Extracted text >>
- Opening Delimiter -

We are now called upon, as a profession, to evolve and perhaps more quickly than we even now admit. Unity has taken on a new context and importance. Tolerance has become a liability at times. We are called upon now to understand our profession intimately, honestly and publicly. We must be committed in our endeavour to understand the mechanisms underlying the benefits of chiropractic care. This documented understanding will also compel us to trim away behaviours and practices that are not beneficial to the patient, irrelevant to practice, and quite frankly less than helpful in the advancement of the role of chiropractic in mainstream healthcare. In this context, unity becomes an ethical commitment to the pursuit of excellence and to the brave exploration of our own claims. As we work within our own profession and with other professions and jurisdictions to truly determine the uniqueness of chiropractic care, we will gain the knowledge to stake our ground.

So, what will that ground be? Where does our commitment to advancing integration within mainstream healthcare take us? Imagine pre-screening for orthopedic procedures, hospital privileges, working in the ER, multidisciplinary clinics, inter-professional continuing and post graduate education. Seeds are taking root, but it will take a pan-professional commitment to have these scenarios become common practice.

We have evolved greatly in the last decade, and the CCA has played a major role in this evolution. We have seen the development of excellent Clinical Practice Guidelines, soon to be housed within the new Research Chair at McGill University; and have established Research Chairs and Professorships in universities across the country. We have advanced federal government relations greatly and anticipate many more successes. We stand resolute in the support of our administrative members and partners in the profession. But we must think, and we must think creatively and well into the future and see where we need to know ourselves better, commit to excellence, and no longer tolerate unprofessional behaviour if we are to advance this profession as an integral partner in the health of Canadian citizens.

I am fortunate to have been involved in provincial, national and international chiropractic associations and I am always struck by the strength of the commitment of the volunteers and the administrators in this work. I have also been lucky to have been able to take these lessons to other areas of service in the provincial and federal community and I am convinced that the capacity of chiropractors to improve the health care of Canadians has not been even entertained by most. I like the word "capacity." It is a word widely used in the health human resources world. The best way to describe the benefit of chiropractic care is that it increases the capacity of function of its recipients. Patients experience an increase in their daily functional capacity, whether with respect to their working or recreational life. Our functional capacity as a profession is greatly untapped and I believe that as we understand the mechanism of our clinical success better, we can communicate it more confidently and effectively. This will ultimately result in a better understanding and acceptance of our contributions to general healthcare, leading to a greater use of our professional capacity.

We must move ahead with clarity and in a timely fashion as the healthcare world is evolving quickly, and each and every one of us has a responsibility to contribute to the success of the chiropractic profession. Our resolve this year to commit to this path was needed, but our next steps must follow quickly, surely and boldly.

- Closing Delimiter -

Rewrite everything from "We must move" down to "surely and boldly." in the passage on the chiropractic profession, putting "purpose" in place of "clarity". The records that come next aren't needed here.

Listed entries >>
- Opening Delimiter -

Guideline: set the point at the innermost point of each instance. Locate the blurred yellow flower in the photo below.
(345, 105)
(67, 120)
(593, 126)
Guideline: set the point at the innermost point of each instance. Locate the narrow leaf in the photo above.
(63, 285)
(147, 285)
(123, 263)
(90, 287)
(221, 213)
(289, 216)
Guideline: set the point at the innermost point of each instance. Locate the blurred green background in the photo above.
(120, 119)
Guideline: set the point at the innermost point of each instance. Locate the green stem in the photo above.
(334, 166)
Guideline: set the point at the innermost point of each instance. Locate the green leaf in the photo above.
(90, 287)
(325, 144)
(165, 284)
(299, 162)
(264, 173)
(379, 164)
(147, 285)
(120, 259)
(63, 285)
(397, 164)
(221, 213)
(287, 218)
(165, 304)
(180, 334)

- Closing Delimiter -

Written response >>
We must move ahead with purpose and in a timely fashion as the healthcare world is evolving quickly, and each and every one of us has a responsibility to contribute to the success of the chiropractic profession. Our resolve this year to commit to this path was needed, but our next steps must follow quickly, surely and boldly.